=== Given information ===
##############################

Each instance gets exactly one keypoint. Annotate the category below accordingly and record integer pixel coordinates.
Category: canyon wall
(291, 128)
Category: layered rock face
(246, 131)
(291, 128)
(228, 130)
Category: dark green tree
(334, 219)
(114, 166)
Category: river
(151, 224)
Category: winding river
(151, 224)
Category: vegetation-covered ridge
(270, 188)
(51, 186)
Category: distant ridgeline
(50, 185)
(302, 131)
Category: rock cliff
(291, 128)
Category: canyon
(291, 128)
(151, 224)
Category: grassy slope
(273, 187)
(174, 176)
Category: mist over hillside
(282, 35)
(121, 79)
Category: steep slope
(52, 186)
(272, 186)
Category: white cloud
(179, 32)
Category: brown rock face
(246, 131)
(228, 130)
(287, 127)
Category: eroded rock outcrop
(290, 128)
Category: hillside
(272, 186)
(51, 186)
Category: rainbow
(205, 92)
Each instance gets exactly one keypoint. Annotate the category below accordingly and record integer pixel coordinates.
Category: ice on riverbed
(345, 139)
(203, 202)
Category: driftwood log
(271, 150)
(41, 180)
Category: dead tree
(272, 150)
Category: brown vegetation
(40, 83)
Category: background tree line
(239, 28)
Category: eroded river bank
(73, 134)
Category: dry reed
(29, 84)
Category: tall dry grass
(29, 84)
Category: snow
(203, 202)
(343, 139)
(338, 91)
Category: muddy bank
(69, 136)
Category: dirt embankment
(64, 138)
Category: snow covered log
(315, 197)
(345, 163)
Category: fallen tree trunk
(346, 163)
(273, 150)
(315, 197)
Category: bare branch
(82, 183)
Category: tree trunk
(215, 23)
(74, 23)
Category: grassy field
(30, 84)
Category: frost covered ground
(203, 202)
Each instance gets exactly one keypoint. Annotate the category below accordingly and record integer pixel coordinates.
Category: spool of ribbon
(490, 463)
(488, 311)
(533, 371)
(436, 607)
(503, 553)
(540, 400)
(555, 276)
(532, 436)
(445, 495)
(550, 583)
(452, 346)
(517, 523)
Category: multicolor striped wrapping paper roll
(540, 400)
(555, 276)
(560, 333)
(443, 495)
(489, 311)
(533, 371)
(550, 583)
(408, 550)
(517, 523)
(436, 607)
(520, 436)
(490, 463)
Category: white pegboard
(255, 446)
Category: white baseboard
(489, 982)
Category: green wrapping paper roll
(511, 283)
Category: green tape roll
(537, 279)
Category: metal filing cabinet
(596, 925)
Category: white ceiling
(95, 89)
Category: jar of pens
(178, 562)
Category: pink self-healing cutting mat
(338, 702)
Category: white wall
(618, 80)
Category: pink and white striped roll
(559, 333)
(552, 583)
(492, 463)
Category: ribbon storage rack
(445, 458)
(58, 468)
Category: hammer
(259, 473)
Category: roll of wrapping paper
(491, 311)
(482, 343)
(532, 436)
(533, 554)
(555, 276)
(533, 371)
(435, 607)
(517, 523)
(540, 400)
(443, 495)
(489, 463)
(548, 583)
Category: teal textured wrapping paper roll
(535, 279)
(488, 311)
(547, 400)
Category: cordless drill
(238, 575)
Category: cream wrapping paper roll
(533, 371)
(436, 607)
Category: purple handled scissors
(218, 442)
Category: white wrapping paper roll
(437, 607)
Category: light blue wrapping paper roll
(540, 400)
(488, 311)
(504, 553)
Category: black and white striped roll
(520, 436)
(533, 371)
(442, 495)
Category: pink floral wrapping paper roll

##############################

Print all entries again, exactly.

Each instance gets exactly one keypoint. Annotate the category below accordingly and record integer pixel coordinates.
Category: canyon wall
(291, 128)
Category: layered rock face
(246, 131)
(291, 128)
(228, 130)
Category: dark green tree
(334, 219)
(114, 166)
Category: river
(151, 224)
Category: winding river
(151, 224)
Category: vegetation-covered ridge
(270, 188)
(51, 186)
Category: distant ridgeline
(50, 185)
(302, 131)
Category: rock cliff
(291, 128)
Category: canyon
(291, 128)
(151, 224)
Category: grassy slope
(273, 187)
(174, 176)
Category: mist over hillside
(282, 35)
(121, 79)
Category: steep slope
(52, 186)
(272, 186)
Category: white cloud
(179, 32)
Category: brown rock face
(246, 131)
(228, 130)
(287, 127)
Category: eroded rock outcrop
(290, 128)
Category: hillside
(272, 186)
(51, 186)
Category: rainbow
(205, 92)
Each instance gets exactly one keypoint. Annotate the category below accordingly and record integer pixel coordinates.
Category: ice on riverbed
(345, 139)
(203, 202)
Category: driftwood log
(271, 150)
(41, 180)
Category: dead tree
(272, 150)
Category: brown vegetation
(40, 83)
Category: background tree line
(239, 28)
Category: eroded river bank
(73, 134)
Category: dry reed
(29, 84)
Category: tall dry grass
(29, 84)
Category: snow
(203, 202)
(343, 139)
(338, 91)
Category: muddy bank
(69, 136)
Category: dirt embankment
(64, 138)
Category: snow covered log
(315, 197)
(345, 163)
Category: fallen tree trunk
(346, 163)
(273, 150)
(315, 197)
Category: bare branch
(82, 183)
Category: tree trunk
(215, 23)
(74, 23)
Category: grassy field
(30, 84)
Category: frost covered ground
(203, 202)
Each instance gets exactly one keypoint. Annotate the category below accordingly and record integer pixel coordinates.
Category: spool of ribbon
(490, 463)
(488, 311)
(533, 371)
(436, 607)
(503, 553)
(540, 400)
(555, 276)
(532, 436)
(445, 495)
(550, 583)
(452, 346)
(517, 523)
Category: multicolor striped wrapping paper roll
(540, 400)
(555, 276)
(560, 333)
(443, 495)
(489, 311)
(533, 371)
(550, 583)
(408, 550)
(517, 523)
(436, 607)
(520, 436)
(490, 463)
Category: white pegboard
(255, 446)
Category: white baseboard
(489, 982)
Category: green wrapping paper roll
(511, 283)
Category: green tape roll
(537, 279)
Category: metal filing cabinet
(596, 925)
Category: white ceiling
(95, 89)
Category: jar of pens
(178, 562)
Category: pink self-healing cutting mat
(338, 702)
Category: white wall
(618, 80)
Category: pink and white striped roll
(559, 333)
(552, 583)
(492, 463)
Category: ribbon storage rack
(445, 458)
(58, 468)
Category: hammer
(259, 473)
Category: roll of wrapping paper
(491, 311)
(482, 343)
(532, 436)
(533, 554)
(555, 276)
(533, 371)
(435, 607)
(517, 523)
(540, 400)
(443, 495)
(489, 463)
(548, 583)
Category: teal textured wrapping paper roll
(535, 279)
(488, 311)
(547, 400)
Category: cordless drill
(238, 575)
Category: cream wrapping paper roll
(533, 371)
(436, 607)
Category: purple handled scissors
(218, 442)
Category: white wrapping paper roll
(437, 607)
Category: light blue wrapping paper roll
(540, 400)
(488, 311)
(504, 553)
Category: black and white striped roll
(520, 436)
(533, 371)
(442, 495)
Category: pink floral wrapping paper roll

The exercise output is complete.